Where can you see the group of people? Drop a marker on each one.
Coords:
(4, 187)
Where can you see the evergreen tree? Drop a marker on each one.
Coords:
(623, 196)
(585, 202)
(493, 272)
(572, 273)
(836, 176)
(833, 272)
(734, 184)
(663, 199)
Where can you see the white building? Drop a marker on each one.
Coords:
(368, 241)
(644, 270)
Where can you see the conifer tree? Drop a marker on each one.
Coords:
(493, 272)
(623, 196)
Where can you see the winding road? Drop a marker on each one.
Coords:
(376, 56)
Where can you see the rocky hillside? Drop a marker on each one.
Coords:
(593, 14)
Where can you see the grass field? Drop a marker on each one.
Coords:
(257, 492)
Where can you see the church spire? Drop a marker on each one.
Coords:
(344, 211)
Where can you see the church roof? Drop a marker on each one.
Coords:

...

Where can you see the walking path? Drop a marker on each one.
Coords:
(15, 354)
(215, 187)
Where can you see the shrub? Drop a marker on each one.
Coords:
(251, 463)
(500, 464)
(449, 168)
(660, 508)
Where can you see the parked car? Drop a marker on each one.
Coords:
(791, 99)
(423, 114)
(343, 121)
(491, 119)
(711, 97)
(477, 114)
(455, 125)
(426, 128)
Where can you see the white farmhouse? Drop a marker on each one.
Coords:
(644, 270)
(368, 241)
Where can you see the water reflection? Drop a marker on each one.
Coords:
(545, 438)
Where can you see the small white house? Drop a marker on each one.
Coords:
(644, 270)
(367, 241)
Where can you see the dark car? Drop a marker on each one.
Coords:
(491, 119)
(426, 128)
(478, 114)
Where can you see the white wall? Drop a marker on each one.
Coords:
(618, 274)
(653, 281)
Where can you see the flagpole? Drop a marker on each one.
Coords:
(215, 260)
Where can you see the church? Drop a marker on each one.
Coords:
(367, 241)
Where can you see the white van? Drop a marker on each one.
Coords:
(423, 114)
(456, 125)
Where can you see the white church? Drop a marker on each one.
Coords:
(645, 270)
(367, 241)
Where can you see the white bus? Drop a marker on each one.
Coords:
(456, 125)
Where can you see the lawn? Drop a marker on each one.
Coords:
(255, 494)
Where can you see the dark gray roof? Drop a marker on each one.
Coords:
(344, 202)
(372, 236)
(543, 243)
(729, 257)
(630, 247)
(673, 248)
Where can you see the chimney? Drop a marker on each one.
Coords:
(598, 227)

* * *

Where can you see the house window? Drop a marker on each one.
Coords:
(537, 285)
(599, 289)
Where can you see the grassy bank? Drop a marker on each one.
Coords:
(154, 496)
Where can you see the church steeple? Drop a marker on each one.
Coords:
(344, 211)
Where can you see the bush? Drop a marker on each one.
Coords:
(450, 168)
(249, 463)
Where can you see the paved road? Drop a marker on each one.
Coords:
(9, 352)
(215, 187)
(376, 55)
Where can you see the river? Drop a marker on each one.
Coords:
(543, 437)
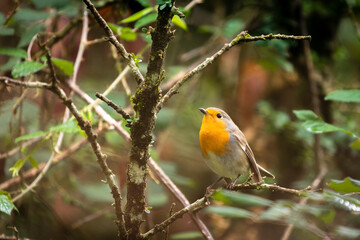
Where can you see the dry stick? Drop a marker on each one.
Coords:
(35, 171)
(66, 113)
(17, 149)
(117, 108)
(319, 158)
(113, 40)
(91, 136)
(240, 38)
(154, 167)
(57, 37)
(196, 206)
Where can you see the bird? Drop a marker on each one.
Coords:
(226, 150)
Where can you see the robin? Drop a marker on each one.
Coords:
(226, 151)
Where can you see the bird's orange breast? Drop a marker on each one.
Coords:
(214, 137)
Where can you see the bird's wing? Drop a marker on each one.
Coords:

● Your goal: Search the listing above for the word "tree", and copy every line that has it.

● Written answer:
Where can you see the evergreen tree? Drop a marker on each one.
Where can you see the conifer tree? Drop a marker on each one.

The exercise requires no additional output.